**What you are asked to do:** Apart from the pictures, every record here must be copied word for word.

╭─ Information provided

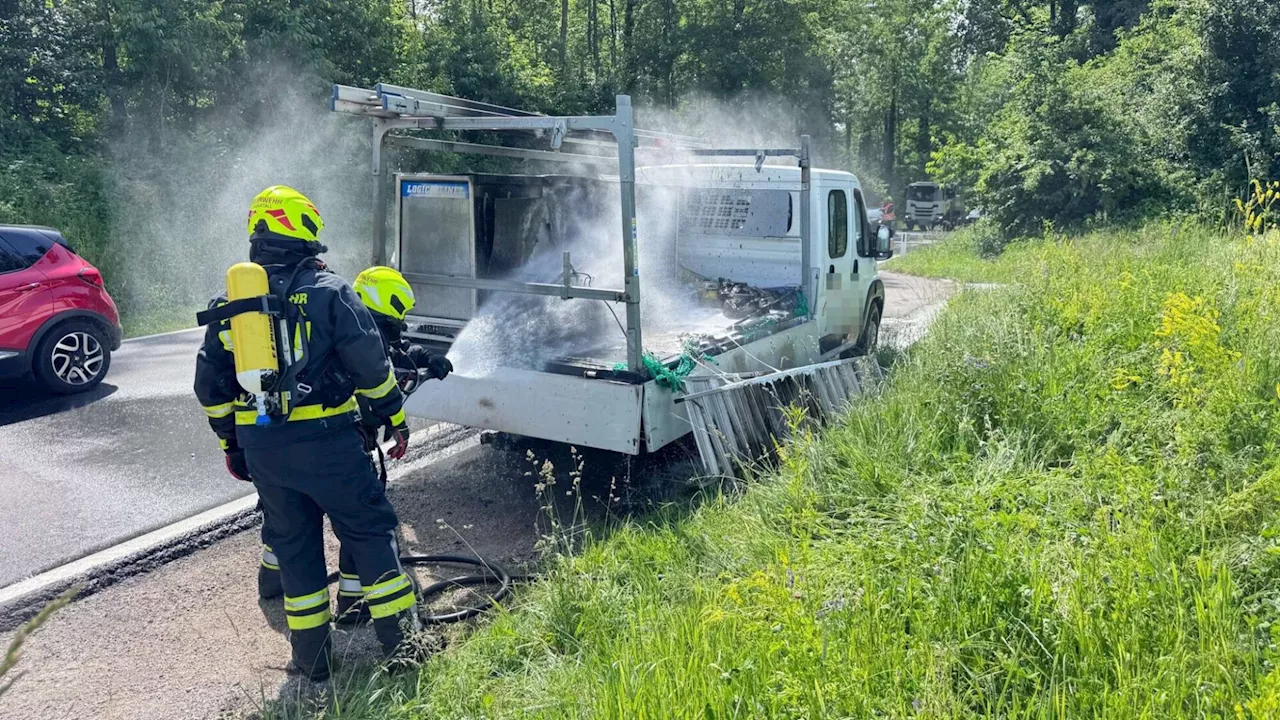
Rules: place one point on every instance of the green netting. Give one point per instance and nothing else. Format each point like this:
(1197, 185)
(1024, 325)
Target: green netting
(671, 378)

╰─

**Answer section:**
Rules: place one point on every instance of the green netting. Give one point per instance and nothing else. Format each point like this:
(1197, 185)
(1024, 325)
Target: green netting
(671, 378)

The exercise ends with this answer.